## DATA FOR THE TASK

-----

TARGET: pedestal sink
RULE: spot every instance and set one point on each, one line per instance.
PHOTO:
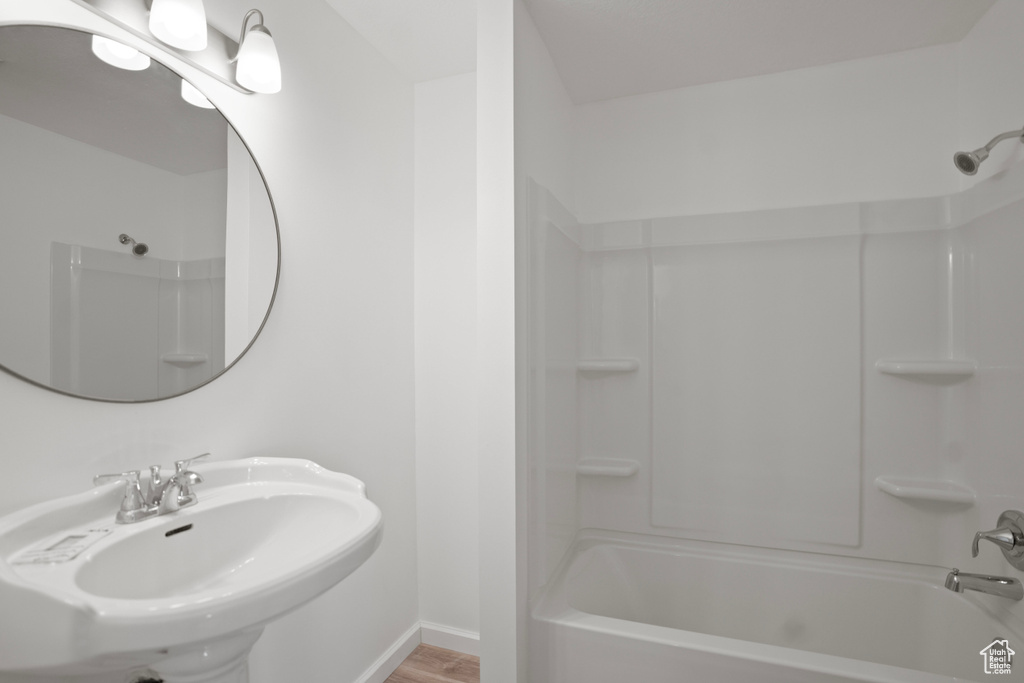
(185, 594)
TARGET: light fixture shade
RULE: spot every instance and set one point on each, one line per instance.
(180, 24)
(119, 54)
(258, 67)
(190, 94)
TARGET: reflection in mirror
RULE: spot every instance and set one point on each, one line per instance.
(138, 244)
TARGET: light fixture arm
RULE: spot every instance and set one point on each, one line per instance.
(216, 60)
(245, 29)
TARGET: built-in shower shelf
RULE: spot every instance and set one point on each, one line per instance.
(938, 368)
(607, 467)
(608, 366)
(926, 489)
(184, 359)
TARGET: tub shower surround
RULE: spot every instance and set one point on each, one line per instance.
(817, 398)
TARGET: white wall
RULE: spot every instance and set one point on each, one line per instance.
(502, 530)
(331, 378)
(445, 358)
(868, 129)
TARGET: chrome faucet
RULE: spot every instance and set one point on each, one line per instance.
(1000, 586)
(162, 495)
(1009, 536)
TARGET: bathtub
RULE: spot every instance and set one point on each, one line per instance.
(624, 607)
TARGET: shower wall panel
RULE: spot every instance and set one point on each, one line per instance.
(757, 390)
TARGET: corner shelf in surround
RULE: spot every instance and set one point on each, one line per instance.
(926, 489)
(937, 368)
(184, 359)
(608, 366)
(607, 467)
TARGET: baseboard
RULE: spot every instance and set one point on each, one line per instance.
(450, 639)
(391, 659)
(424, 632)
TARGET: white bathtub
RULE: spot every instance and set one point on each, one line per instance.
(637, 608)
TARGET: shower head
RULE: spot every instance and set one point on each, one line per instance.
(137, 248)
(968, 162)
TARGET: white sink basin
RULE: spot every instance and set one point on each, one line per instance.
(266, 536)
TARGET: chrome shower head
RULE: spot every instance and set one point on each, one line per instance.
(968, 162)
(137, 248)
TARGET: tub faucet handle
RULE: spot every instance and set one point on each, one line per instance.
(1008, 536)
(1004, 538)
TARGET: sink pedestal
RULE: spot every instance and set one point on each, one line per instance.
(224, 660)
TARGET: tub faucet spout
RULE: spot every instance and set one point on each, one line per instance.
(1001, 586)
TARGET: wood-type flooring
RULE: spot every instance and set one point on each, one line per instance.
(435, 665)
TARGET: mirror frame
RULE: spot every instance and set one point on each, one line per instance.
(163, 60)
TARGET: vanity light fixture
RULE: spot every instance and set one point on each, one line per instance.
(179, 27)
(257, 65)
(180, 24)
(119, 54)
(190, 94)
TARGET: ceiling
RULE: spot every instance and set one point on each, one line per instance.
(614, 48)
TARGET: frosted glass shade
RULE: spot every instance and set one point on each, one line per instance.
(190, 94)
(118, 54)
(180, 24)
(258, 67)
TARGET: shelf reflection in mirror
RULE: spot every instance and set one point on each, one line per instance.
(92, 152)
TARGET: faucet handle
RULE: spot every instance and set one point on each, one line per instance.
(1001, 537)
(184, 477)
(181, 466)
(133, 506)
(1009, 536)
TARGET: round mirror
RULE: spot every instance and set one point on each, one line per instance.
(139, 250)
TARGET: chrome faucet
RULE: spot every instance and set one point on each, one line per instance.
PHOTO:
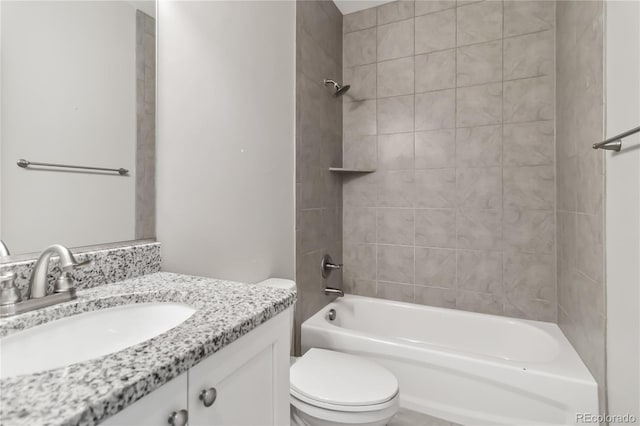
(39, 282)
(63, 290)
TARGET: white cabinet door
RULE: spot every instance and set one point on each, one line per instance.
(155, 408)
(250, 378)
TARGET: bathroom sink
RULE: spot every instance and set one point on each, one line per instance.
(86, 336)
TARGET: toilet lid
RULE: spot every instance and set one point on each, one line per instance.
(341, 379)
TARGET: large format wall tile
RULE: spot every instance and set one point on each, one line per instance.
(395, 114)
(319, 142)
(479, 22)
(435, 71)
(460, 212)
(435, 31)
(395, 11)
(479, 146)
(395, 40)
(395, 77)
(395, 151)
(479, 105)
(435, 110)
(479, 63)
(529, 99)
(423, 7)
(435, 228)
(435, 267)
(360, 47)
(522, 17)
(359, 20)
(395, 226)
(363, 82)
(435, 149)
(529, 55)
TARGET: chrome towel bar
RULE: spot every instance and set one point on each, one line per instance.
(615, 143)
(25, 163)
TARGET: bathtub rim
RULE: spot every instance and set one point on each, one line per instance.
(566, 365)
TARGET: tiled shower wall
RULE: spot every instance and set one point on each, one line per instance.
(453, 105)
(145, 126)
(580, 187)
(318, 147)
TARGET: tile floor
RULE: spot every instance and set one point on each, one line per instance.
(413, 418)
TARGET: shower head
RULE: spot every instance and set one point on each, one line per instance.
(340, 90)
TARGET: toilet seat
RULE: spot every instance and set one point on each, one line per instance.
(341, 382)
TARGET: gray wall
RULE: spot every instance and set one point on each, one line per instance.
(454, 106)
(225, 169)
(318, 147)
(580, 186)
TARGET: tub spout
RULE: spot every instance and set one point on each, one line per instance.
(333, 292)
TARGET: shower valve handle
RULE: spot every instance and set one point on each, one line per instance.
(327, 266)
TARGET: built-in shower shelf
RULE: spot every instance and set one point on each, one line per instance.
(347, 170)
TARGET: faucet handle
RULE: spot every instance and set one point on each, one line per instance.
(9, 295)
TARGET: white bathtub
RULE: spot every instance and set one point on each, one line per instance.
(469, 368)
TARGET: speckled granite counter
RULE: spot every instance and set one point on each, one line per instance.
(88, 392)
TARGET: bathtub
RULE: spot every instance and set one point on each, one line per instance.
(464, 367)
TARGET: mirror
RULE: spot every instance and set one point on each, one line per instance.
(78, 89)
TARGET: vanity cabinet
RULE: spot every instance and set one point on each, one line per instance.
(245, 383)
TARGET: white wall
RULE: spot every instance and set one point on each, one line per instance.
(226, 110)
(68, 96)
(623, 209)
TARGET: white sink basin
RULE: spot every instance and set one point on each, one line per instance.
(86, 336)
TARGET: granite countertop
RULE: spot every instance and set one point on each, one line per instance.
(88, 392)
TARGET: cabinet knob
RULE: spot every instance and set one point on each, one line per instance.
(208, 396)
(179, 418)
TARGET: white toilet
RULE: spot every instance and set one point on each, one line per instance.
(329, 388)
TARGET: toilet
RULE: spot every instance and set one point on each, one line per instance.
(329, 388)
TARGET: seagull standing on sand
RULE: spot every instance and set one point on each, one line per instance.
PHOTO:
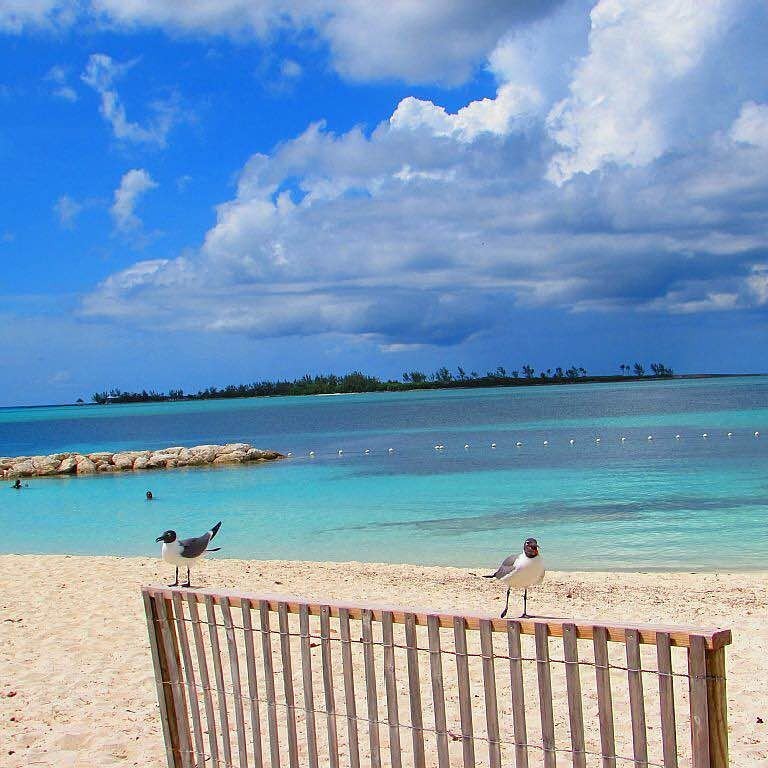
(186, 552)
(523, 570)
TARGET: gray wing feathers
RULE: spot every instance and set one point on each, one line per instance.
(195, 547)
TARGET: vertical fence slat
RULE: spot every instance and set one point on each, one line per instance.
(290, 700)
(393, 716)
(330, 699)
(237, 691)
(438, 692)
(718, 708)
(489, 686)
(666, 700)
(309, 694)
(604, 697)
(414, 689)
(189, 674)
(465, 694)
(164, 697)
(636, 700)
(218, 672)
(205, 681)
(253, 686)
(170, 648)
(697, 670)
(350, 704)
(518, 694)
(370, 690)
(269, 684)
(573, 686)
(544, 676)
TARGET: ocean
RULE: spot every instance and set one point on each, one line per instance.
(692, 503)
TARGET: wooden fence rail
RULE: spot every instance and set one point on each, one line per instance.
(279, 681)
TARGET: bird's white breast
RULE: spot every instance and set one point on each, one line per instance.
(527, 572)
(172, 553)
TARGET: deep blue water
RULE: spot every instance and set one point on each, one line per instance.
(688, 503)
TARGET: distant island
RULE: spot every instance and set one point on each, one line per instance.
(355, 382)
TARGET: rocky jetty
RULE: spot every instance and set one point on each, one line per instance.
(124, 461)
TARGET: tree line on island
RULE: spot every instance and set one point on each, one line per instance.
(331, 384)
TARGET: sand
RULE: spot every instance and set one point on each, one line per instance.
(76, 681)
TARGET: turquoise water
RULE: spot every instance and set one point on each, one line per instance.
(688, 504)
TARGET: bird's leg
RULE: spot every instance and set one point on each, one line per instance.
(506, 605)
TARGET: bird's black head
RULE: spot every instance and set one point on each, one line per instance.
(531, 547)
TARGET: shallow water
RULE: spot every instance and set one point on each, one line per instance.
(691, 503)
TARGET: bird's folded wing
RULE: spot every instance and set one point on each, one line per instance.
(507, 567)
(194, 547)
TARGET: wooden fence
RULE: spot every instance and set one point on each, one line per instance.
(270, 680)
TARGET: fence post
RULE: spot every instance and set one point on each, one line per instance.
(163, 678)
(717, 708)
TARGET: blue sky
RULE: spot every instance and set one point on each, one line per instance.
(220, 191)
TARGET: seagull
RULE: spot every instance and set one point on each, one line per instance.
(523, 570)
(185, 552)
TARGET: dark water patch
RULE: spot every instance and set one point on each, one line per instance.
(608, 512)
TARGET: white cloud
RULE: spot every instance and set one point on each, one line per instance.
(751, 126)
(67, 210)
(290, 69)
(494, 116)
(100, 74)
(622, 102)
(365, 43)
(133, 185)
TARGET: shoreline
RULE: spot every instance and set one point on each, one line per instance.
(97, 633)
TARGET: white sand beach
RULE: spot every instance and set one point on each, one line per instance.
(76, 679)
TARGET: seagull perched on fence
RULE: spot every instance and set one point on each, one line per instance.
(523, 570)
(186, 552)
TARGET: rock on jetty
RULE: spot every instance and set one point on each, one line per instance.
(123, 461)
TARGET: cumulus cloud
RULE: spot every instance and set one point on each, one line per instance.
(67, 210)
(133, 185)
(621, 107)
(101, 73)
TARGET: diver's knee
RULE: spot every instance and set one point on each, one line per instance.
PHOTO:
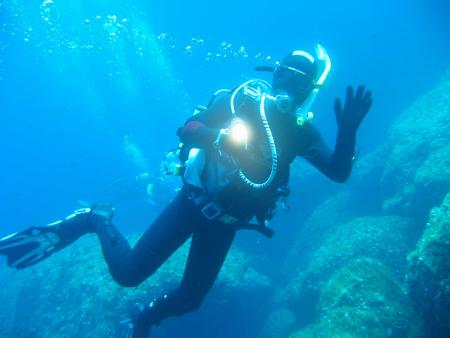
(193, 303)
(127, 280)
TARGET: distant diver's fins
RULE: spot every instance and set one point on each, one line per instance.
(26, 248)
(31, 246)
(264, 69)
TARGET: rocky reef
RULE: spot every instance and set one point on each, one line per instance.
(428, 277)
(363, 299)
(368, 260)
(353, 255)
(72, 295)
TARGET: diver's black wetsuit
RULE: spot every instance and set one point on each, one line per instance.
(211, 240)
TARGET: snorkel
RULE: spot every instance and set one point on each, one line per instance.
(304, 110)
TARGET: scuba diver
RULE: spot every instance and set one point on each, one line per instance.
(234, 160)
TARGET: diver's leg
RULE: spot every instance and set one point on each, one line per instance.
(129, 267)
(209, 248)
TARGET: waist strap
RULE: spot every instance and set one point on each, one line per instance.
(212, 211)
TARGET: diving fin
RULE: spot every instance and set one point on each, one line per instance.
(35, 244)
(29, 247)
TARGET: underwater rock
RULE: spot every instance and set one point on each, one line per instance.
(416, 176)
(363, 299)
(279, 324)
(384, 238)
(71, 294)
(428, 276)
(335, 210)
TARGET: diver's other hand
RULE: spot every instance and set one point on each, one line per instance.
(356, 107)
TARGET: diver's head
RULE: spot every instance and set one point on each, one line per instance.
(295, 78)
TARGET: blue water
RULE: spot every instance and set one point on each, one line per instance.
(79, 77)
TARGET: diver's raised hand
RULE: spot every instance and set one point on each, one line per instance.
(355, 109)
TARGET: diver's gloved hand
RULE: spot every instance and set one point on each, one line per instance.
(355, 109)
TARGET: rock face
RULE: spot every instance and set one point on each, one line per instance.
(383, 238)
(428, 276)
(416, 176)
(73, 294)
(363, 299)
(380, 216)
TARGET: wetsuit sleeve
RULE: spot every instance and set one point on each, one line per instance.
(201, 130)
(337, 164)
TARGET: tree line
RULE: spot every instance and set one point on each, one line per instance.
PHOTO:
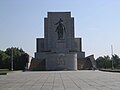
(20, 58)
(107, 62)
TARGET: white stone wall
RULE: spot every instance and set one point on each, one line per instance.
(61, 61)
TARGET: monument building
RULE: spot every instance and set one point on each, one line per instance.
(59, 49)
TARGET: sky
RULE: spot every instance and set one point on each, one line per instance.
(97, 22)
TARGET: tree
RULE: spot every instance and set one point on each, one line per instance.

-----

## PROBLEM DESCRIPTION
Can you repeat, word for word, every line above from the one containing "TARGET: tub faucet handle" down to the one containing "TARGET: wood-type flooring", including both?

## OUTPUT OF THE EXERCISE
TARGET: tub faucet handle
RULE: spot every instance and set one point on each, one line per instance.
(1008, 536)
(1004, 538)
TARGET: sink pedestal
RULE: spot every instance and set one point on each, one line per instance.
(224, 660)
TARGET: tub faucet spout
RULE: spot every instance and set one point on each, one line per instance.
(1001, 586)
TARGET: wood-type flooring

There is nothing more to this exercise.